What you have to do:
Rewrite the material below with every "tag" replaced by "mark", leaving everything else unchanged.

=======

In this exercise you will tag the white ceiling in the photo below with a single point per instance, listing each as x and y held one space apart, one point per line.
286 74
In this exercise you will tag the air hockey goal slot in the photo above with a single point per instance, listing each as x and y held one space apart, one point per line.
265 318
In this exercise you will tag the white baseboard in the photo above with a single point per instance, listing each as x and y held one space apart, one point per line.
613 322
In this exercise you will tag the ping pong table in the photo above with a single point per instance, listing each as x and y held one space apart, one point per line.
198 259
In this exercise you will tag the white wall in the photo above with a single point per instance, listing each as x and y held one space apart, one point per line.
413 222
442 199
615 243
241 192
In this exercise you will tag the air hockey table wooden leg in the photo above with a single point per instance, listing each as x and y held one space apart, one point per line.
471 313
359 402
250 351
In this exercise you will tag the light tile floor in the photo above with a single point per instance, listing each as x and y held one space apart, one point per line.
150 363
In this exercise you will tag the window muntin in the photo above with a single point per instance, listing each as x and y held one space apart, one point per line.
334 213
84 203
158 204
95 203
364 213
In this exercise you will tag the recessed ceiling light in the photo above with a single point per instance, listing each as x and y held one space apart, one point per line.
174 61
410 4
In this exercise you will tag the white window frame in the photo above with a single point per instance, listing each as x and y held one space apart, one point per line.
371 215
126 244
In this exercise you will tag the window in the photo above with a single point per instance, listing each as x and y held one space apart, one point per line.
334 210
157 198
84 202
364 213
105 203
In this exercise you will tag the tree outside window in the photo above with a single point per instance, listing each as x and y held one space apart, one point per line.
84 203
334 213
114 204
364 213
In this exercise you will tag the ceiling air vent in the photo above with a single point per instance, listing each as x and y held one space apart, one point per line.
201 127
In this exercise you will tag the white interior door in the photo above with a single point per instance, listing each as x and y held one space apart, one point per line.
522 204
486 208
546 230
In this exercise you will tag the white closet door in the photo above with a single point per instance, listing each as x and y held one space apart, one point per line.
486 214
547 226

=======

Exercise output:
In this exercise you will mark the white ceiling in the photo below with a single point per instance, listing each as x and y held one space apart, one point per line.
286 74
In this exercise you will mark the air hockey goal slot in the photo above with a single point per instance, listing each as x and y held one space apart, one point per line.
265 318
In this exercise you will mark the white baseboard in the photo above with a single point per instance, listing each as x and y held one space apart, one point per line.
613 322
In this exercise you will mark the ping pong table in the photo above with a single point per instance, listing each as x and y held one space apart, one point per line.
198 259
In this exercise you will mark the white wall in the photo above with a single point per instance, listing each as x and y held one space apart, one point per line.
413 222
442 199
615 243
241 192
In this exercise you will mark the air hockey table wooden leg in the photo above with a single point per instance, listing each as x and y held one space apart, one point per line.
471 313
359 402
250 351
In this exercise you will mark the light tile floor in the photo above with a single point per instance, listing each as x and y held one space apart, one point per line.
150 363
In this exercise you will mark the window muntin in the photo above with a single point per instance, listing each as x and y held one space apart, one point per line.
334 213
84 203
158 204
95 203
364 213
In this exercise you will mark the recessed ceiling light in the photo above with a single point per instance, listing each as x and y held one space apart, one point per line.
174 61
410 4
In this exercise you will mark the white window frame in the photo above with a single point per instance, listing each as x and y held one space apart, one point per line.
371 215
126 244
In this exercise you will mark the window in the photo above with a single point per instance, listing each as x and y held one space apart, one point per line.
334 210
157 198
84 202
364 213
105 203
In this exercise you will mark the tree outside window in the photo above with a single point per instance, listing each as x and y held one space apart, one point per line.
84 203
334 213
114 204
364 213
In this exercise you will mark the ceiling air vent in the photo above with a single point per instance, listing each as x and y held one space apart, one point per line.
201 127
In this exercise you will mark the white interior door in the photo above with a single point per instance, listing each as x and y held one space apart, one point per line.
522 204
486 208
546 230
In this exercise you will mark the white closet door in the photo above with a single point per instance, listing each as x and y held one space apart, one point per line.
486 214
547 226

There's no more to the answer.